**REQUIRED TASK**
Gather every line in the data below that contains the word "roof".

**DATA SHOWN**
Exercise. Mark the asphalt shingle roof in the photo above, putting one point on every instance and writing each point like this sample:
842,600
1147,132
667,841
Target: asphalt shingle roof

**THE RESULT**
Exercise. Mark the asphalt shingle roof in the photo above, putting one point on every instance and writing each point like this sample:
Target: asphalt shingle roof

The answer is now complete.